Reproduce every line of the items below, including the requests, and shift each point by adding 29 to both its x and y coordinates. Omit the pictures from your answer.

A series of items
____________________

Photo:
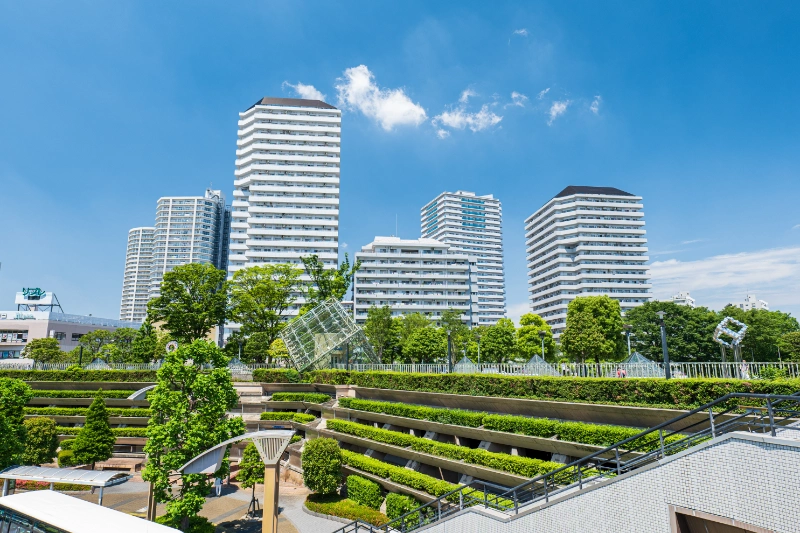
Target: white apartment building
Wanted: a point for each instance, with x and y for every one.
(472, 225)
(286, 189)
(586, 241)
(136, 281)
(683, 298)
(414, 276)
(751, 302)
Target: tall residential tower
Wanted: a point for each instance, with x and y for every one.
(286, 189)
(586, 241)
(472, 225)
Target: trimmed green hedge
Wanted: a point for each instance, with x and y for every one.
(81, 411)
(523, 466)
(398, 474)
(309, 397)
(143, 376)
(335, 505)
(673, 393)
(364, 491)
(301, 418)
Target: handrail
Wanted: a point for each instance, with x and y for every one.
(627, 455)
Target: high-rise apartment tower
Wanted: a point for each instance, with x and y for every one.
(586, 241)
(286, 188)
(472, 225)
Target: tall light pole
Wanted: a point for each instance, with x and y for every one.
(667, 372)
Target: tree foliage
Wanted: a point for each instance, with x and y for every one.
(41, 441)
(193, 301)
(189, 405)
(95, 440)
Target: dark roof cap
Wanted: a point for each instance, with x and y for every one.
(584, 189)
(292, 102)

____________________

- ANSWER TO THE EXERCISE
Photo:
Target: white apartment building
Wanted: a point for each instance, with x and y for every one.
(501, 254)
(315, 218)
(615, 270)
(165, 310)
(712, 327)
(443, 305)
(780, 331)
Target: tall residential tower
Wanted: a point for each instance, with x and y for every one.
(315, 218)
(615, 270)
(501, 254)
Target: trimmed green hedge
Wanted: a point for each instance, with x and y for every one.
(110, 440)
(552, 495)
(427, 503)
(338, 426)
(172, 405)
(364, 534)
(702, 422)
(393, 520)
(330, 447)
Target: handrail
Wanted: a point for each instance, with x and y for every one.
(656, 484)
Target: high-rise apartment tower
Wanted: a point for each instance, with x and y for every one.
(615, 270)
(315, 217)
(501, 254)
Target: tall light pole
Wanted: a point for each instance, with x and y for every one.
(696, 401)
Target: tree foliage
Wanted: a point for each instance, with x and y for every one.
(70, 470)
(222, 330)
(218, 434)
(124, 469)
Target: dark roof cap
Wanted: a point for each instance, with x and y for every one.
(613, 218)
(321, 131)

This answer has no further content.